Required work
Reproduce the listing below with each occurrence of "Annotation task" changed to "Labeling task", leaving everything else unchanged.

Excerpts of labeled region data

########

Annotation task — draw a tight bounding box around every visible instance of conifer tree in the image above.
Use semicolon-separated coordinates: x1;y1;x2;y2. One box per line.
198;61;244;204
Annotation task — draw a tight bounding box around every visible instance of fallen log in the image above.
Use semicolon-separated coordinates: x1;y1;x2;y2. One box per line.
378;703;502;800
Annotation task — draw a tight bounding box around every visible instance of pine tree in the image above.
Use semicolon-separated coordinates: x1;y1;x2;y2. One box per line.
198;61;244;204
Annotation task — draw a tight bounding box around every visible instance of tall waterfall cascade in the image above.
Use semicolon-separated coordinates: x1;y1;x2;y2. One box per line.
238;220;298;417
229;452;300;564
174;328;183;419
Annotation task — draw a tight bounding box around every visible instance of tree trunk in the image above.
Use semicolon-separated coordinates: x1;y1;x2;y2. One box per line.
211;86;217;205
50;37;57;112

########

Exercise output
Labeling task — draw a tight bounding box around every visible instance of conifer tree in the image above.
Use semicolon-separated coordinates: x1;y1;x2;y2. One box per line.
198;61;244;204
Labeling task — draw a tight bounding box around every visible instance of fallen log in the image above.
Use semicolon-separated coordinates: x1;y1;x2;y2. One box per line.
378;703;502;800
Labeling task — draw a tight bounding box around every visible instance of pine tree in the image above.
Use semicolon-separated coordinates: x1;y1;x2;y2. One box per line.
198;61;244;204
Labeling task — draw a tight bounding box around every visible instance of tall waterfall cascade in the image above.
Use semicolon-separated coordinates: x1;y1;x2;y2. One box per line.
238;220;298;417
229;452;300;564
174;328;183;419
Labeling task — draw a tight bounding box around every visible instance of tree trunk in the image above.
Use semicolon-separated coordinates: x1;y1;x2;y2. One box per line.
211;86;217;205
50;37;57;112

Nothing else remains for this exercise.